你的任务:
**A)** 请把走迷宫机器人代码中从“#define MAX_GENERATION 1000”开始、到“of the individual(0~100)”为止（含这一处）的部分原样照录下来。
**B)** 在走迷宫机器人代码中，MAX_GENERATION 被定义为多少？

节选内容:
···

走迷宫机器人程序之2--遗传算法

chromosome.h

#define MAX_BITS_PER_GENE 8


typedef struct chromo_tag
{
	unsigned int bits_per_gene;
	unsigned int gene_num;
	char * data_p;
} chromo_t;


int init_chromo( chromo_t *chromo_p, unsigned int bits_per_gene, unsigned int gene_num );
int free_chromo( chromo_t *chromo_p );
char get_gene( chromo_t *chromo_p, unsigned int gene_index );
int set_gene( chromo_t *chromo_p, unsigned int gene_index, char new_gene );

population.h

#include "chromosome.h"


#define BITS_PER_GENE 2   // todo1: muti gene. todo2: input from config file
#define GEN_NUM      30   // todo1: muti gene. todo2: input from config file

#define MOVE_UP    (char)0x00
#define MOVE_DOWN  (char)0x40
#define MOVE_LEFT  (char)0x80
#define MOVE_RIGHT (char)0xC0

#define MAX_GENERATION 1000


#define MutationRate 0.001
#define CrossoverRate  0.7


typedef struct individual_tag
{
	chromo_t chromo;
	float score;   // the score of the individual(0~100)

···

数据摘录:
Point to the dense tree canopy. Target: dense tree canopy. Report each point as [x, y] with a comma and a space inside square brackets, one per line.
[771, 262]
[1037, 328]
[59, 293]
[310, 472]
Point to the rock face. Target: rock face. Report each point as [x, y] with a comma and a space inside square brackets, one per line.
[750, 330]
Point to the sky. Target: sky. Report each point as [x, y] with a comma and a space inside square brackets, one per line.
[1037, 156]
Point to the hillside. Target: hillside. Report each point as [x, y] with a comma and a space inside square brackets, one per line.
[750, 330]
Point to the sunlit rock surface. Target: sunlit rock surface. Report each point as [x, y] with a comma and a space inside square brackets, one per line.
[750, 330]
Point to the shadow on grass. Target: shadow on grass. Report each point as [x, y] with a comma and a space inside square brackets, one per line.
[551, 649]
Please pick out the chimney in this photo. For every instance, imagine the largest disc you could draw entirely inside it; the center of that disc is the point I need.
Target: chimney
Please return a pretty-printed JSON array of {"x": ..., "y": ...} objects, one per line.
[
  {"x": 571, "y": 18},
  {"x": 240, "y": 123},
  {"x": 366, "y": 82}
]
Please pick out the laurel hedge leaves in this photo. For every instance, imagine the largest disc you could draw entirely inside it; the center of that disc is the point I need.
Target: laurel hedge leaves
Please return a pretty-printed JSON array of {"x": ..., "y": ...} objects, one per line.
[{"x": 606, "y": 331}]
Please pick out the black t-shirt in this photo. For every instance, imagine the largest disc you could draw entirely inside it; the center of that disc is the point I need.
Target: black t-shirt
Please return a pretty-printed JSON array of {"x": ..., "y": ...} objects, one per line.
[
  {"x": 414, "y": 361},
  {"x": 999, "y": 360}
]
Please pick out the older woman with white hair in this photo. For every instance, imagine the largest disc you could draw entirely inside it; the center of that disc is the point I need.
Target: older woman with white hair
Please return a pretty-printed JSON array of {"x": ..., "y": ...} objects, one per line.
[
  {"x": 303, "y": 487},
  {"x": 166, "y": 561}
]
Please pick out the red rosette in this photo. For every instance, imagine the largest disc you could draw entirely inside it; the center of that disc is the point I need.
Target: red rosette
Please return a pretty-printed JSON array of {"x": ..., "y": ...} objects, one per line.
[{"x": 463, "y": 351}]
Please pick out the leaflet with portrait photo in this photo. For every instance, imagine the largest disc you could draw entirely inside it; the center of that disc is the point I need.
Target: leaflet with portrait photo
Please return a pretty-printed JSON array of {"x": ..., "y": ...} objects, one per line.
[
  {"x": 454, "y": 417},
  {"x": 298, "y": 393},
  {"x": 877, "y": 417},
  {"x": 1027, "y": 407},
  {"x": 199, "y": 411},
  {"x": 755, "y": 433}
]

···

题目解答:
**A)**
#define MAX_GENERATION 1000


#define MutationRate 0.001
#define CrossoverRate  0.7


typedef struct individual_tag
{
	chromo_t chromo;
	float score;   // the score of the individual(0~100)

**B)** MAX_GENERATION 被定义为 1000。